Begin Text section
SMEs are prone to risk aversion behaviour (de Vries, 1994). Thus, small family firms tend to rely heavily on family financial resources for start-up and scale-up, which is probably related to their attitude to retain control and to minimize financial risk (Romano et al., 2001). Another challenge related to family SMEs regards internationalization processes. Claver et al. (2007) state that international competition has pushed family SMEs to consider foreign markets as a possible growth strategy. Because of their size and risk aversion, a family SME begins to expand its businesses internationally after strengthening its position in the domestic market (Fernández and Nieto, 2005, 2006, 2005; Segaro, 2012) and approaching international markets through export processes (Calabrò and Mussolino, 2013).

This excursus through some of the knowledge produced so far on family SMEs clearly shows that being and SMEs for a family firm is a feature which does not need to be underestimated or neglected as in family SMEs some of the main features such as orientation towards non-economic goals, informal governance mechanisms, family identification, and emotional dynamics (among others) can assume a different flavour and as consequence impact differently on their strategies, outcomes, and value creation.


The methodology adopted in this study aims to provide a map of the research field of family SMEs and its structure. Consistently with the recent and common trends in science mapping of niche field of studies, we used several comparative bibliometric analyses together with a protocol for systematic reviews (Pizzi et al., 2020).
End Text section
Begin Entries supplied
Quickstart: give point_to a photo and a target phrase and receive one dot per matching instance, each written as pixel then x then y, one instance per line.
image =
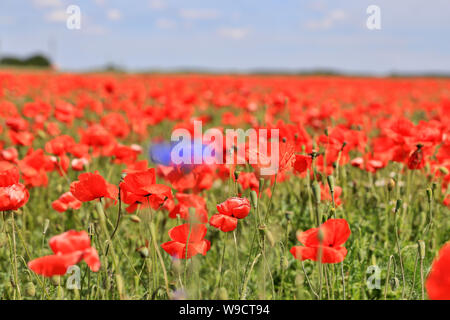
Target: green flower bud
pixel 30 289
pixel 316 191
pixel 254 199
pixel 421 247
pixel 223 294
pixel 330 180
pixel 429 195
pixel 135 218
pixel 398 205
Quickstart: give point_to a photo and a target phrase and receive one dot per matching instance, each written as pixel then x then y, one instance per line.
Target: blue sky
pixel 237 35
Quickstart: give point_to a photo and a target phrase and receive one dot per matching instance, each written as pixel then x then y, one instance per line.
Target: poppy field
pixel 92 207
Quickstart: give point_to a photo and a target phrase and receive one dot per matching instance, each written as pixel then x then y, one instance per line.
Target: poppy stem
pixel 14 257
pixel 119 213
pixel 388 275
pixel 186 254
pixel 309 282
pixel 221 263
pixel 400 256
pixel 161 261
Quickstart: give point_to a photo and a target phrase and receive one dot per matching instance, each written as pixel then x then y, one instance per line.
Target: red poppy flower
pixel 91 186
pixel 186 201
pixel 302 163
pixel 336 233
pixel 438 282
pixel 69 248
pixel 66 201
pixel 237 207
pixel 190 236
pixel 13 194
pixel 141 188
pixel 416 159
pixel 229 212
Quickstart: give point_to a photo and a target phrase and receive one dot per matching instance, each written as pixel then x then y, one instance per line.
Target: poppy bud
pixel 261 184
pixel 391 184
pixel 394 283
pixel 284 262
pixel 60 293
pixel 223 294
pixel 119 284
pixel 429 195
pixel 398 205
pixel 443 170
pixel 176 264
pixel 56 280
pixel 269 237
pixel 262 230
pixel 46 224
pixel 320 235
pixel 254 198
pixel 421 247
pixel 143 251
pixel 330 180
pixel 240 190
pixel 316 191
pixel 30 289
pixel 135 218
pixel 289 215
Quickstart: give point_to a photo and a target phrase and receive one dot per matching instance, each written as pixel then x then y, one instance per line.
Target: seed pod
pixel 269 237
pixel 391 184
pixel 289 215
pixel 56 280
pixel 261 184
pixel 320 235
pixel 240 190
pixel 394 283
pixel 421 247
pixel 60 293
pixel 119 284
pixel 223 294
pixel 316 191
pixel 254 198
pixel 46 224
pixel 284 262
pixel 444 170
pixel 429 195
pixel 135 218
pixel 330 180
pixel 30 289
pixel 398 205
pixel 143 251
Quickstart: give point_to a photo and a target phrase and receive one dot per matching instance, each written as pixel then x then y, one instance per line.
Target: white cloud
pixel 163 23
pixel 234 33
pixel 47 3
pixel 100 2
pixel 199 14
pixel 6 20
pixel 114 14
pixel 157 4
pixel 56 16
pixel 328 21
pixel 95 30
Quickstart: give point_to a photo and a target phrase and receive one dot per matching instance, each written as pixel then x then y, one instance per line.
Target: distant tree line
pixel 37 60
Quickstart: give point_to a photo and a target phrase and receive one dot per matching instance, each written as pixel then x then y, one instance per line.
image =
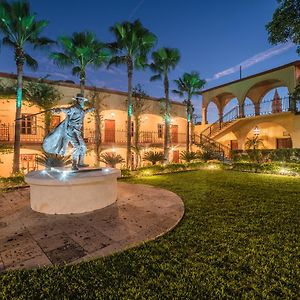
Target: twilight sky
pixel 214 37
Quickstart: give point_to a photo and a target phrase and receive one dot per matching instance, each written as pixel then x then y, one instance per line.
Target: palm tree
pixel 20 28
pixel 80 51
pixel 132 45
pixel 189 85
pixel 139 107
pixel 45 96
pixel 254 143
pixel 165 59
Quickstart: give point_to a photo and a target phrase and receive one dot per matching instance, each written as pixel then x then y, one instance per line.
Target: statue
pixel 69 131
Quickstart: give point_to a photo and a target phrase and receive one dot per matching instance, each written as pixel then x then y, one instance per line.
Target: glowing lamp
pixel 256 130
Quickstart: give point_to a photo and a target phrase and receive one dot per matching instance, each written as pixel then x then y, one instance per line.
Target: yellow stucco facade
pixel 114 114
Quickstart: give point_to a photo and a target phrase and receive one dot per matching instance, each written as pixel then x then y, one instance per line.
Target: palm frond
pixel 31 62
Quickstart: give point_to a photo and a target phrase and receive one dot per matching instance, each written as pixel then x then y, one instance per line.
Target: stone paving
pixel 30 239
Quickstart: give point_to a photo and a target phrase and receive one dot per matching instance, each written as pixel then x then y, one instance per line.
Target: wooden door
pixel 284 143
pixel 175 156
pixel 174 134
pixel 109 131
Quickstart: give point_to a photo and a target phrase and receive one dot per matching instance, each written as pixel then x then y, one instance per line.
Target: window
pixel 160 131
pixel 28 124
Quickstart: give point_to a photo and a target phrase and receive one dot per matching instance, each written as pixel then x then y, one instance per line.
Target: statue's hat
pixel 80 97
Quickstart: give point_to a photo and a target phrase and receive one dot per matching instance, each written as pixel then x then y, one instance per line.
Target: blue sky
pixel 214 38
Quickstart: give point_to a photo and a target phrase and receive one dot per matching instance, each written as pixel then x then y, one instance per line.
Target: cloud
pixel 262 56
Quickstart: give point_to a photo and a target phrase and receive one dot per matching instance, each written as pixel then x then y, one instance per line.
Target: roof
pixel 294 63
pixel 73 85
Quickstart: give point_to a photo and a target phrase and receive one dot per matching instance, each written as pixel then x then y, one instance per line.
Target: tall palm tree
pixel 187 86
pixel 80 51
pixel 164 60
pixel 132 45
pixel 20 28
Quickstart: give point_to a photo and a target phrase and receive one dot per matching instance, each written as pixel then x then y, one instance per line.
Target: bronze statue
pixel 69 131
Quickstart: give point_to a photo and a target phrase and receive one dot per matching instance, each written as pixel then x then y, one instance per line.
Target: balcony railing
pixel 110 137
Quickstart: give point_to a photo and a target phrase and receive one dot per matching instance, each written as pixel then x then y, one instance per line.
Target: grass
pixel 239 238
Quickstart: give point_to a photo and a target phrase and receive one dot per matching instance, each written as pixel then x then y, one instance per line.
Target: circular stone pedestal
pixel 63 191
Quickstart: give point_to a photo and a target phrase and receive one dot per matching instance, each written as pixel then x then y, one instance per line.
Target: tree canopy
pixel 285 24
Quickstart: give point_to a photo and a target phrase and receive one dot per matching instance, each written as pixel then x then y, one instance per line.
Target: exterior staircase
pixel 224 122
pixel 206 137
pixel 221 151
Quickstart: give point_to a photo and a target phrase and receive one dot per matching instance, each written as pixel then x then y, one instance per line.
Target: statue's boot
pixel 81 164
pixel 74 165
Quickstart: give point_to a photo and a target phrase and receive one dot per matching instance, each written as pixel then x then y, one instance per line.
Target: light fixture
pixel 256 130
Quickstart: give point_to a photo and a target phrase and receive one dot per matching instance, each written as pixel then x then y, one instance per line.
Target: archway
pixel 274 101
pixel 272 134
pixel 249 109
pixel 230 105
pixel 212 112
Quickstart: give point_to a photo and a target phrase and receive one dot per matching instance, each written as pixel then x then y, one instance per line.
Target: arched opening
pixel 230 105
pixel 249 109
pixel 272 136
pixel 212 112
pixel 275 101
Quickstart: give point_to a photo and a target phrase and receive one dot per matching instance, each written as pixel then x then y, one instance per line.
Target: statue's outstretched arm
pixel 58 110
pixel 89 110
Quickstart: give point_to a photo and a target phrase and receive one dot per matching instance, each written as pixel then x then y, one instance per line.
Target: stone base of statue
pixel 63 191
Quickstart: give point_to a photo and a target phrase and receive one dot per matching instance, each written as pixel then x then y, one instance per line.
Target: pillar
pixel 257 109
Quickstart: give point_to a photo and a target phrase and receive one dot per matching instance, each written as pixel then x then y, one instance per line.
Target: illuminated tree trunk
pixel 129 114
pixel 167 120
pixel 17 141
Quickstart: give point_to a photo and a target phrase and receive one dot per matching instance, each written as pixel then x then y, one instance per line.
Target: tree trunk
pixel 129 114
pixel 17 142
pixel 97 136
pixel 188 110
pixel 82 84
pixel 167 119
pixel 136 140
pixel 48 116
pixel 188 136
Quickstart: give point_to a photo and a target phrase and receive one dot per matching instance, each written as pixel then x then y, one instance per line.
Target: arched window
pixel 249 110
pixel 212 113
pixel 275 101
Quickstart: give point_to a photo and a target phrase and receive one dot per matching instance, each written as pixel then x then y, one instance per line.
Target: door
pixel 109 131
pixel 175 156
pixel 284 143
pixel 174 134
pixel 234 145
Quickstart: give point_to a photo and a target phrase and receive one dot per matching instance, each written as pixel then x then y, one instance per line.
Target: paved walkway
pixel 29 239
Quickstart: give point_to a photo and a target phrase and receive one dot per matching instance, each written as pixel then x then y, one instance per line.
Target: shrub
pixel 49 160
pixel 175 167
pixel 111 159
pixel 189 156
pixel 154 157
pixel 125 173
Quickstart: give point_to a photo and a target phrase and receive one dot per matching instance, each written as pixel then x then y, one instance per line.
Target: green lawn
pixel 239 238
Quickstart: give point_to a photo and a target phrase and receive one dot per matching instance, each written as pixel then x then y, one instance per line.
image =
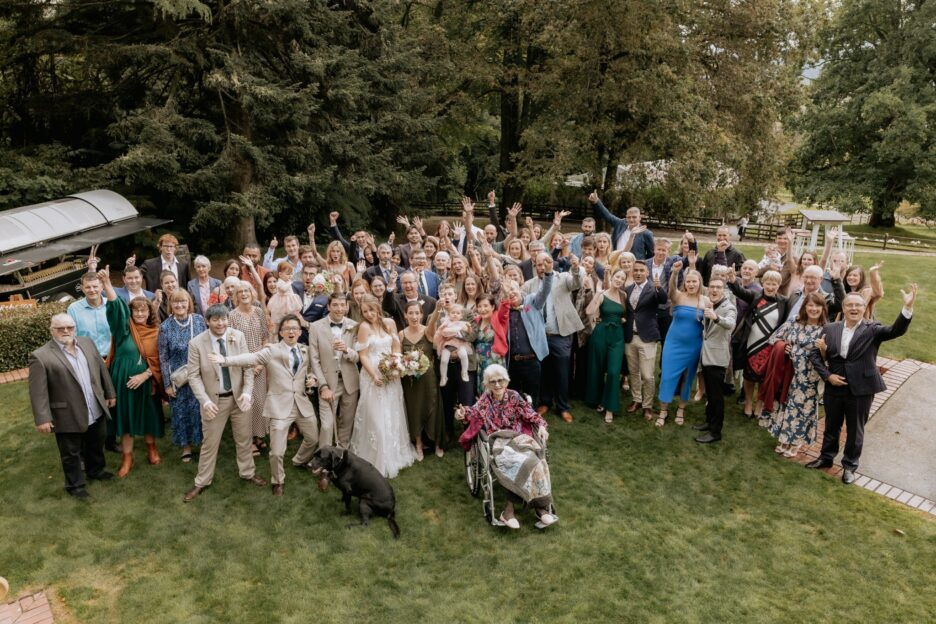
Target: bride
pixel 380 435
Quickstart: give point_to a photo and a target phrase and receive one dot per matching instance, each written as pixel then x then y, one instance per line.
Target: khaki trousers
pixel 211 440
pixel 279 432
pixel 641 362
pixel 346 404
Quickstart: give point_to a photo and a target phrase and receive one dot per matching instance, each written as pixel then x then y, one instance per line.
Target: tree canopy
pixel 264 115
pixel 869 133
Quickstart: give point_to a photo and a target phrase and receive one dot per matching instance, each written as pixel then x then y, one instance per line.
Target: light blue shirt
pixel 92 322
pixel 79 364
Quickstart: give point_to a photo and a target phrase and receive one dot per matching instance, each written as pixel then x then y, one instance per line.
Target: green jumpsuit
pixel 605 357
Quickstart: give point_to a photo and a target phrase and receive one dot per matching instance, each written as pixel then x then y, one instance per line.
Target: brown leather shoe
pixel 191 494
pixel 152 455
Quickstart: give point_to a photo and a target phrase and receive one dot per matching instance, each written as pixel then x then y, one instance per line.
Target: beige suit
pixel 286 402
pixel 340 375
pixel 205 381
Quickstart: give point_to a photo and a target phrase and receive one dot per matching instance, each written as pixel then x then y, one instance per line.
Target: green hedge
pixel 23 330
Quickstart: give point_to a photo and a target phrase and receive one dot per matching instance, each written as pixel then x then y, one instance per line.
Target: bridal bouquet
pixel 391 366
pixel 415 364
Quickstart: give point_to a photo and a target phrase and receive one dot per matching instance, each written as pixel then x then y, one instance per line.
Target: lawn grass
pixel 899 271
pixel 654 528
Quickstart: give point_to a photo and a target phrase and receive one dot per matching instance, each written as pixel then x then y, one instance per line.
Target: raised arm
pixel 602 212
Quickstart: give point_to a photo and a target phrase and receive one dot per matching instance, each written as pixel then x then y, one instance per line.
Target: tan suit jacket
pixel 324 364
pixel 54 390
pixel 284 389
pixel 203 375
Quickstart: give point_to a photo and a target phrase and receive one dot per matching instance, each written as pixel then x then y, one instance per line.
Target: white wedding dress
pixel 380 434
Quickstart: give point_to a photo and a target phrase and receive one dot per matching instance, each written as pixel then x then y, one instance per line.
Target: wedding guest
pixel 249 319
pixel 175 333
pixel 224 394
pixel 796 419
pixel 289 376
pixel 71 392
pixel 201 286
pixel 421 394
pixel 135 372
pixel 153 268
pixel 720 320
pixel 846 361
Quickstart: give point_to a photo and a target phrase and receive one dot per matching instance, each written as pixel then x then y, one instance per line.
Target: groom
pixel 334 364
pixel 846 361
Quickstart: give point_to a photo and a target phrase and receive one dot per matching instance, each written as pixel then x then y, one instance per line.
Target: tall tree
pixel 869 134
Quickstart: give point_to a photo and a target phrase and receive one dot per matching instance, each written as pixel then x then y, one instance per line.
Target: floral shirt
pixel 490 415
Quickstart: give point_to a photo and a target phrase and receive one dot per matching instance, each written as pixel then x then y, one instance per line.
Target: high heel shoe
pixel 152 455
pixel 125 465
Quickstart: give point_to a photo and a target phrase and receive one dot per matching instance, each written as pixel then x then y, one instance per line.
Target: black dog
pixel 357 477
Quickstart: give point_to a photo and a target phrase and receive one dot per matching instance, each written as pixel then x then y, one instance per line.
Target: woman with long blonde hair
pixel 683 345
pixel 380 435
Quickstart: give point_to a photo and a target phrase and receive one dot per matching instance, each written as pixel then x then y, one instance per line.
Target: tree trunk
pixel 882 213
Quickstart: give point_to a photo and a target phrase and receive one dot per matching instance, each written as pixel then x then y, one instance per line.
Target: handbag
pixel 179 377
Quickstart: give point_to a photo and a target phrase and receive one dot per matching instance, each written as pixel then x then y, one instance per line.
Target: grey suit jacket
pixel 716 335
pixel 563 285
pixel 203 375
pixel 54 390
pixel 284 388
pixel 325 365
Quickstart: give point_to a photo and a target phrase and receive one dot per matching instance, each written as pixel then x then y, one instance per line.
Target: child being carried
pixel 447 342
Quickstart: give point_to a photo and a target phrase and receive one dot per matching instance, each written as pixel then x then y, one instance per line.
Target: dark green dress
pixel 422 396
pixel 605 355
pixel 135 413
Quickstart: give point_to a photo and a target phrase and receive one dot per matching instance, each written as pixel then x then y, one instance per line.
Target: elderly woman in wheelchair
pixel 506 439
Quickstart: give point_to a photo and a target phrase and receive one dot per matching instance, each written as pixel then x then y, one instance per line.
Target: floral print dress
pixel 796 421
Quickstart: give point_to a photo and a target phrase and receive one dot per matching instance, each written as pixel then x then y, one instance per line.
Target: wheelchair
pixel 480 478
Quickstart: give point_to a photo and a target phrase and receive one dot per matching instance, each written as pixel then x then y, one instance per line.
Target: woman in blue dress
pixel 174 335
pixel 683 344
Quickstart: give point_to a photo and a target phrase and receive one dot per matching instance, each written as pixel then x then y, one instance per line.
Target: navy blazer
pixel 859 367
pixel 642 248
pixel 643 318
pixel 192 288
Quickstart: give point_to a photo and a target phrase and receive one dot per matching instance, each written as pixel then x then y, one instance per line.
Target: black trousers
pixel 456 392
pixel 556 370
pixel 714 378
pixel 87 447
pixel 525 377
pixel 842 406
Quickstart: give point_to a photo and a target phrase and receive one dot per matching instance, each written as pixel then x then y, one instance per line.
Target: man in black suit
pixel 71 391
pixel 846 359
pixel 396 306
pixel 641 336
pixel 165 261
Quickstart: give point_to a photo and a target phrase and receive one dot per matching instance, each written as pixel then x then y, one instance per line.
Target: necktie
pixel 225 373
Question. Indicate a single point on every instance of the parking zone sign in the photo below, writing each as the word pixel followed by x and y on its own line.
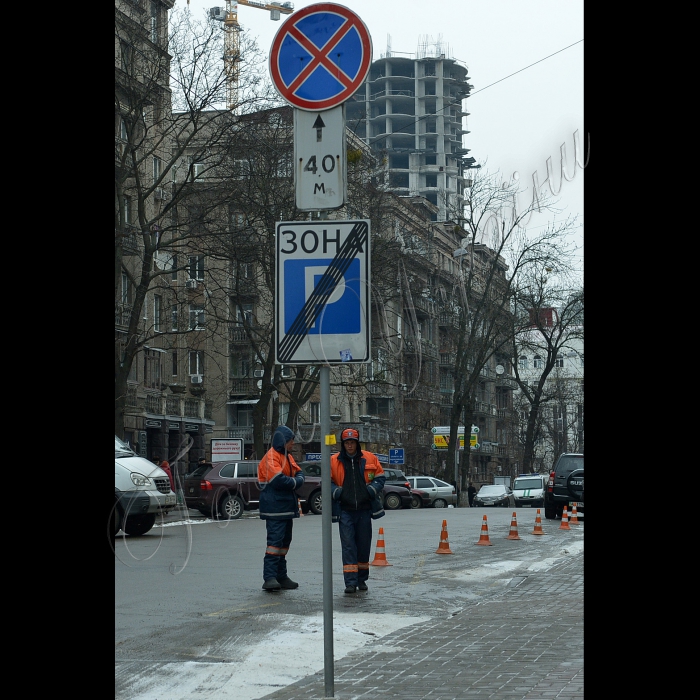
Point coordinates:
pixel 322 313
End Entries supplied
* Your tasks
a - Quote the family SMEs passage word for word, beginning at the words "The methodology adopted" and stopping after "et al., 2020).".
b - In the family SMEs passage, through what processes do family SMEs approach international markets?

* The responses
a -
The methodology adopted in this study aims to provide a map of the research field of family SMEs and its structure. Consistently with the recent and common trends in science mapping of niche field of studies, we used several comparative bibliometric analyses together with a protocol for systematic reviews (Pizzi et al., 2020).

b - Through export processes.